[Records from a data collection]
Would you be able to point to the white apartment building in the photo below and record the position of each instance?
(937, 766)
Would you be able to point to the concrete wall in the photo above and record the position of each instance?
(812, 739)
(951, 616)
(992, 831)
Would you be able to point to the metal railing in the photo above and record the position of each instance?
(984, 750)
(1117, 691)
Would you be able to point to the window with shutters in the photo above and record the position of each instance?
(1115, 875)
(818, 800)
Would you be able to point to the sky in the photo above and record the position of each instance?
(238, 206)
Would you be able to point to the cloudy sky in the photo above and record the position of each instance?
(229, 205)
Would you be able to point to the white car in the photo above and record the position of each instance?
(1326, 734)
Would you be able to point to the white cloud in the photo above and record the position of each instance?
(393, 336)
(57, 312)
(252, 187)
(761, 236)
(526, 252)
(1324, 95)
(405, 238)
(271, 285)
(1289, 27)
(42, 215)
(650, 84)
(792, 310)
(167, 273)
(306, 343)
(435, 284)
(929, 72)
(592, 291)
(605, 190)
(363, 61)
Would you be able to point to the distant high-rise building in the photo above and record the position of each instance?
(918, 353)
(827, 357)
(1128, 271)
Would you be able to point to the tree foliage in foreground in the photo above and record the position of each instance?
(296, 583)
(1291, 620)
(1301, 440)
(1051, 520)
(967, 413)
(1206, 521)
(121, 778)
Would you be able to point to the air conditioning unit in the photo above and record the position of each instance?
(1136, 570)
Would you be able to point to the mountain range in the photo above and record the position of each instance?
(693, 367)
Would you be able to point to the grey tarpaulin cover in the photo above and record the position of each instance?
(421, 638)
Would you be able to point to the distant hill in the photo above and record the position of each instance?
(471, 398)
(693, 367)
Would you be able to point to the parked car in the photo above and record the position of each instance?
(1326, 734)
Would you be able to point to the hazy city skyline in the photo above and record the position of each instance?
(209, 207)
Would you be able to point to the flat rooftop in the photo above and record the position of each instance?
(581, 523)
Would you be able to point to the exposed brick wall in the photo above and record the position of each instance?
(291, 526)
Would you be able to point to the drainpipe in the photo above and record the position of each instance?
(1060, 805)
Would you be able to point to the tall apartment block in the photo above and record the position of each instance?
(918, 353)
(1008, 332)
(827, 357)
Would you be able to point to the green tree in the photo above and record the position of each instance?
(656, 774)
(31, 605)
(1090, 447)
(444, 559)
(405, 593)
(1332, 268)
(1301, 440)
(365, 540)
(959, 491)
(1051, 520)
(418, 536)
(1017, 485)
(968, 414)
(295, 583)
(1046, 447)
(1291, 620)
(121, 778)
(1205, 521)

Exercise prompt — Go through the records and copy all of them exactly.

Response area —
Would you be able to point to the white apartment building in the photo below and record the position of each instance?
(937, 766)
Would you be able to point to the concrete wall in the photo above and record the position of each instance?
(812, 739)
(951, 616)
(992, 831)
Would you be able to point to the metal railing in the photo above and record the position of each instance?
(984, 750)
(1117, 691)
Would you be able to point to the window with shutters in the photo above and record the position of each instance?
(1115, 875)
(818, 800)
Would you be able to point to the sky in the photo above and record the position of each instance?
(238, 206)
Would you be able to point to the cloudy sky in the photo above and record the position of each instance?
(229, 205)
Would you be able to point to the white car in the photo above and record the position of each instance?
(1326, 734)
Would you be able to point to the white cloud in the photo above and record the position of each instance?
(393, 336)
(57, 312)
(252, 187)
(761, 236)
(526, 252)
(1324, 95)
(405, 238)
(271, 285)
(1289, 27)
(42, 215)
(650, 84)
(792, 310)
(167, 273)
(306, 343)
(435, 284)
(929, 72)
(592, 291)
(605, 190)
(363, 61)
Would you be able to point to the distant high-rise building in the photo above and record the position of each instance?
(918, 353)
(827, 357)
(1128, 271)
Would you be able to point to the tree foliage in foreground in the photo above and record the position of each instance?
(296, 583)
(1291, 620)
(1301, 440)
(1051, 520)
(967, 413)
(1206, 521)
(121, 778)
Would you be able to point to the air conditioning unit in the photo above and record the position of each instance?
(1136, 570)
Would you be able to point to the mountain range in the photo above and record the position of each instance?
(693, 367)
Would you be able to point to the grey tarpaulin cover in the photo above and record the position of each instance?
(421, 638)
Would you be able to point to the distant hill in the photo above and record the position of each instance?
(471, 398)
(693, 367)
Would you be able to point to the parked car in the photo above and record the position of each instance?
(1326, 734)
Would you be able to point to the hazy city skyline in the photo above and record the position of each instance?
(209, 207)
Would you be able to point to the flat rooftop in the photo above and record the position of each instance?
(581, 523)
Would you be able to point to the exposed brick wall in the photo above and record the position of each instance?
(291, 526)
Would you be able to point to the drainpipe in the photo above and record the position of each instance?
(1060, 805)
Would you be able to point to the tall apartment block in the photo above and record the position of each instance?
(918, 353)
(1008, 332)
(827, 357)
Would you be able to point to the green tree in the photo above and record the position of each instance?
(656, 774)
(31, 605)
(1090, 447)
(444, 559)
(405, 593)
(1332, 268)
(1301, 440)
(365, 540)
(959, 491)
(1051, 520)
(418, 536)
(1017, 485)
(968, 414)
(295, 583)
(1046, 447)
(1291, 620)
(121, 778)
(1205, 521)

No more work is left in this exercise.